## Listed entries
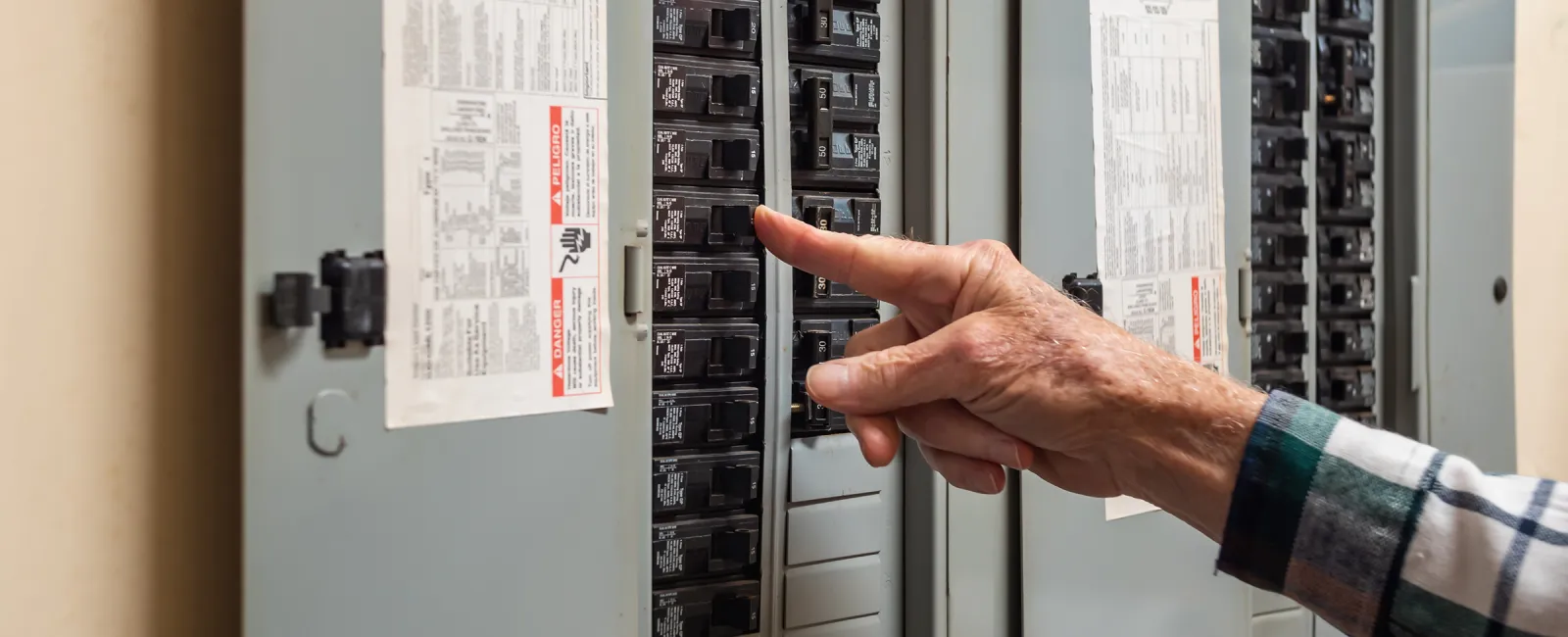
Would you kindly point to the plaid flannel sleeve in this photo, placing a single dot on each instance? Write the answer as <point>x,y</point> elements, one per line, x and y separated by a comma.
<point>1382,535</point>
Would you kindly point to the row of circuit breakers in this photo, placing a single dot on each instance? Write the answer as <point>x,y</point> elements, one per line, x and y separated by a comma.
<point>708,276</point>
<point>1343,99</point>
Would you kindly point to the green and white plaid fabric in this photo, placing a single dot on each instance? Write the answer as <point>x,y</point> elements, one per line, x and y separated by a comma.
<point>1382,535</point>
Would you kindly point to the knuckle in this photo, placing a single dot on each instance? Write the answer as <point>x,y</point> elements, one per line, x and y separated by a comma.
<point>979,344</point>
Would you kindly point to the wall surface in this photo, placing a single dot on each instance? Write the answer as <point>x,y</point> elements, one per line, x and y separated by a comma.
<point>1541,221</point>
<point>120,472</point>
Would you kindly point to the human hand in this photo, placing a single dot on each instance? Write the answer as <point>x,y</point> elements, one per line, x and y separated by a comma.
<point>988,366</point>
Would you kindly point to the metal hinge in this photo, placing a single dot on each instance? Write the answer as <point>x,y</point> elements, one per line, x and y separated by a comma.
<point>352,300</point>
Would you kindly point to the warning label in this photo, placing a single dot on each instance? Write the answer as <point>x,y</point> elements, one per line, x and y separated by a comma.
<point>494,209</point>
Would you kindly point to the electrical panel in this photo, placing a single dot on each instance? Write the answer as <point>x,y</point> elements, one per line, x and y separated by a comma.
<point>1313,311</point>
<point>1314,255</point>
<point>710,322</point>
<point>715,80</point>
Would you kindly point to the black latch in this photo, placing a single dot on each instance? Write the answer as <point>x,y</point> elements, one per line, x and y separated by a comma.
<point>1086,289</point>
<point>352,300</point>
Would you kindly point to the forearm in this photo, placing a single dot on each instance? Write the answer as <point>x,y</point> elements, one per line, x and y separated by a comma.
<point>1188,446</point>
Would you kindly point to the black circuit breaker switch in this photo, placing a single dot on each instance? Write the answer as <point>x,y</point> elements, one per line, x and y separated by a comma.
<point>1346,341</point>
<point>819,122</point>
<point>705,548</point>
<point>823,339</point>
<point>1346,247</point>
<point>734,483</point>
<point>706,416</point>
<point>1288,380</point>
<point>698,86</point>
<point>694,483</point>
<point>1280,294</point>
<point>817,24</point>
<point>1278,148</point>
<point>705,219</point>
<point>739,90</point>
<point>1278,344</point>
<point>706,286</point>
<point>358,311</point>
<point>734,25</point>
<point>1348,388</point>
<point>1089,290</point>
<point>827,33</point>
<point>849,214</point>
<point>736,355</point>
<point>708,27</point>
<point>686,349</point>
<point>705,153</point>
<point>1341,294</point>
<point>1278,198</point>
<point>728,609</point>
<point>1280,245</point>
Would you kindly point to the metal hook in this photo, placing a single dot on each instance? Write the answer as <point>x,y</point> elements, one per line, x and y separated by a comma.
<point>311,417</point>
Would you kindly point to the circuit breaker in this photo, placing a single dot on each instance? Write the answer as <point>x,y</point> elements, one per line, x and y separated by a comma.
<point>713,448</point>
<point>1314,259</point>
<point>1314,263</point>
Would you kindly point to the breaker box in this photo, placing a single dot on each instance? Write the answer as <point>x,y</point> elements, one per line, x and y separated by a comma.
<point>516,360</point>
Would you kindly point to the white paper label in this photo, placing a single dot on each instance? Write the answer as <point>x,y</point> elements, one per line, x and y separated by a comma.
<point>496,201</point>
<point>1159,198</point>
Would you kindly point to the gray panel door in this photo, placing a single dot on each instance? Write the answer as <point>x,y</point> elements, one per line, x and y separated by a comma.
<point>1470,229</point>
<point>1149,574</point>
<point>530,526</point>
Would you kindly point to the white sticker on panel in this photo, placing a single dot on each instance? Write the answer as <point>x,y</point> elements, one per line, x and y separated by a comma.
<point>1159,196</point>
<point>496,200</point>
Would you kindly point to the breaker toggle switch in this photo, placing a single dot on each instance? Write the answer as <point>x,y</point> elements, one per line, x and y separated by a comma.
<point>734,615</point>
<point>819,127</point>
<point>733,420</point>
<point>819,23</point>
<point>733,550</point>
<point>733,90</point>
<point>733,224</point>
<point>733,483</point>
<point>817,346</point>
<point>733,24</point>
<point>733,286</point>
<point>733,154</point>
<point>736,354</point>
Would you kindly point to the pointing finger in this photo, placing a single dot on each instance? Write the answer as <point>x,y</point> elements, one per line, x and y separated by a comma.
<point>893,270</point>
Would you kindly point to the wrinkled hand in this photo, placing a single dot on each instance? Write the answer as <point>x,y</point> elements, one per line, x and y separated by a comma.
<point>987,366</point>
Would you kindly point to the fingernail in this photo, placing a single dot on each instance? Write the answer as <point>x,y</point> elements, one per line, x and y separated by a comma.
<point>1011,451</point>
<point>827,380</point>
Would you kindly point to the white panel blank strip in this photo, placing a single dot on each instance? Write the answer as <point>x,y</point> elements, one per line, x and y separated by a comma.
<point>833,590</point>
<point>831,466</point>
<point>828,530</point>
<point>1266,603</point>
<point>1285,623</point>
<point>859,626</point>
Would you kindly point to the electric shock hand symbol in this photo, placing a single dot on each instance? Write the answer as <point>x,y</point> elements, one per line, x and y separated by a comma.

## The task
Produce an exact copy of every line above, with the images left out.

## Exercise output
Would you kindly point to the plaid flannel sleeve in this photo, placing a single dot on each instance? Write the answer as <point>x,y</point> elements, one per line, x and y separated by a comma.
<point>1382,535</point>
Would you kindly point to the row of circuit breakers in this photo, placing a single dot on each instance? Write the answer as <point>x,y</point> elements, one per line, x and y separated by a comma.
<point>708,276</point>
<point>1343,99</point>
Would you kindly point to the green and white plaid fabric in this photo, placing a single dot on each instance? Write the answer as <point>x,y</point> elements, one per line, x and y separated by a comma.
<point>1382,535</point>
Would you kindly point to the knuckle in this photo, placing a single dot on each instance? Write the answer as <point>x,y</point> elements, one per line, x and y separated by a comma.
<point>979,344</point>
Would you kindly point to the wall surface in this photo, placing a single dot on each instance? Write the answer as <point>x,y</point> elements, one per line, x and y separated by a comma.
<point>1541,221</point>
<point>120,472</point>
Would you kindly point to the human hand in this photo, placing a single dot on each instance? Write the answer as <point>x,y</point> elements, one per line, x and y separated by a comma.
<point>988,366</point>
Would you kindly point to the metal hinge in this photo, placing a single dot on each instance? Write the answer as <point>x,y</point> elements, one per line, x and y separated by a comma.
<point>352,300</point>
Would you kindly point to the warning label in this photo, placing a single dot on each instance? Write the answer as <point>x,y</point> elements, one per line, x and y separated by a comma.
<point>494,209</point>
Would you kindly point to the electrical panel in this photo, placing a single dot on each instance? Write the answer as <point>x,y</point> elements, one per line, x and y separated by a comma.
<point>1313,311</point>
<point>1314,255</point>
<point>710,322</point>
<point>715,80</point>
Would you kindly point to the black latch in this photo, placing a single dot on each instance? Write the answer as <point>x,y</point> elements, one per line, x and y separated by a comma.
<point>1086,289</point>
<point>352,300</point>
Would you kindly point to the forearm in this photo, placing a single dot on each instance? Write the answer as <point>x,y</point> elements, one per line, x and y separated by a comma.
<point>1188,446</point>
Would you kindly point to the black circuit breaker switch in this photo, placing a single dot on each instance? Write the answer as <point>x,y</point> elements, one per line, x and y separated by a comma.
<point>1346,341</point>
<point>819,122</point>
<point>705,548</point>
<point>823,339</point>
<point>1346,247</point>
<point>734,483</point>
<point>706,416</point>
<point>1288,380</point>
<point>698,86</point>
<point>694,483</point>
<point>1280,294</point>
<point>817,24</point>
<point>1278,148</point>
<point>705,219</point>
<point>739,90</point>
<point>1278,344</point>
<point>706,286</point>
<point>358,311</point>
<point>734,25</point>
<point>1348,388</point>
<point>1089,290</point>
<point>827,33</point>
<point>849,214</point>
<point>736,355</point>
<point>708,27</point>
<point>686,349</point>
<point>705,153</point>
<point>1341,294</point>
<point>1278,198</point>
<point>728,609</point>
<point>1280,245</point>
Would you kindly point to the metal hook in this photo, placing a single dot on each instance? Write the answer as <point>x,y</point> elements, one per line, x and y separated by a comma.
<point>311,417</point>
Would you kindly point to the circuit breaker in this photo, placing a single dot on each instance? Write the answer as <point>x,y</point> elements, one per line, x and y separated by a comma.
<point>713,448</point>
<point>1314,259</point>
<point>1314,263</point>
Would you kindly point to the breaker box in this photo, placing a single dot on each instance? Write the answer as <point>x,y</point> elements, one per line, x and y separated by a comma.
<point>516,360</point>
Would you kindly point to the white paper label in this photo, placing a single dot on each instance? Write the answer as <point>x,y</point> elements, one per line, x and y separated by a comma.
<point>496,201</point>
<point>1159,198</point>
Would you kindly point to the gray panel door in this photo, placing a single dot on each instance? Write the answer as <point>x,y</point> elements, one per line, x and y separated by a comma.
<point>1470,229</point>
<point>1149,574</point>
<point>530,526</point>
Would you kindly point to the white sticker on panel in this photo, placing a single dot on each instance? Write the answer as <point>x,y</point> elements, one per line, x and y separated by a comma.
<point>1159,196</point>
<point>496,200</point>
Would you kindly point to the breaker toggle switch in this photo, placing a single dot on each instance? Write the answer as <point>x,y</point> elements, one per line, x and y separated by a comma.
<point>734,615</point>
<point>819,127</point>
<point>733,420</point>
<point>819,23</point>
<point>733,550</point>
<point>733,90</point>
<point>733,224</point>
<point>733,483</point>
<point>817,346</point>
<point>733,24</point>
<point>733,286</point>
<point>733,154</point>
<point>736,354</point>
Would you kindly point to the pointing finger in this photo, placing a single dot on each instance? Write the answer as <point>x,y</point> elements, one per line, x and y separated by a comma.
<point>893,270</point>
Would you kindly point to the wrinkled hand in this photo, placing a single dot on each instance? Write the answer as <point>x,y</point> elements, one per line, x and y separated by a comma.
<point>987,366</point>
Would you kindly point to the fingernail in this photo, placing a single dot on each instance? Write the answer as <point>x,y</point> elements, one per line, x and y separated by a comma.
<point>1011,451</point>
<point>827,380</point>
Would you kindly point to the white panel blank strip in this photo, placing a single dot on each instance? Write the answer as <point>x,y</point> elements, one per line, x and y separated by a comma.
<point>833,590</point>
<point>831,466</point>
<point>828,530</point>
<point>1266,603</point>
<point>1285,623</point>
<point>859,626</point>
Would you kindly point to the electric shock hand symbol in this photo, placing a single dot on each instance? Write the answer as <point>x,y</point> elements, one per line, x and y separated by a comma.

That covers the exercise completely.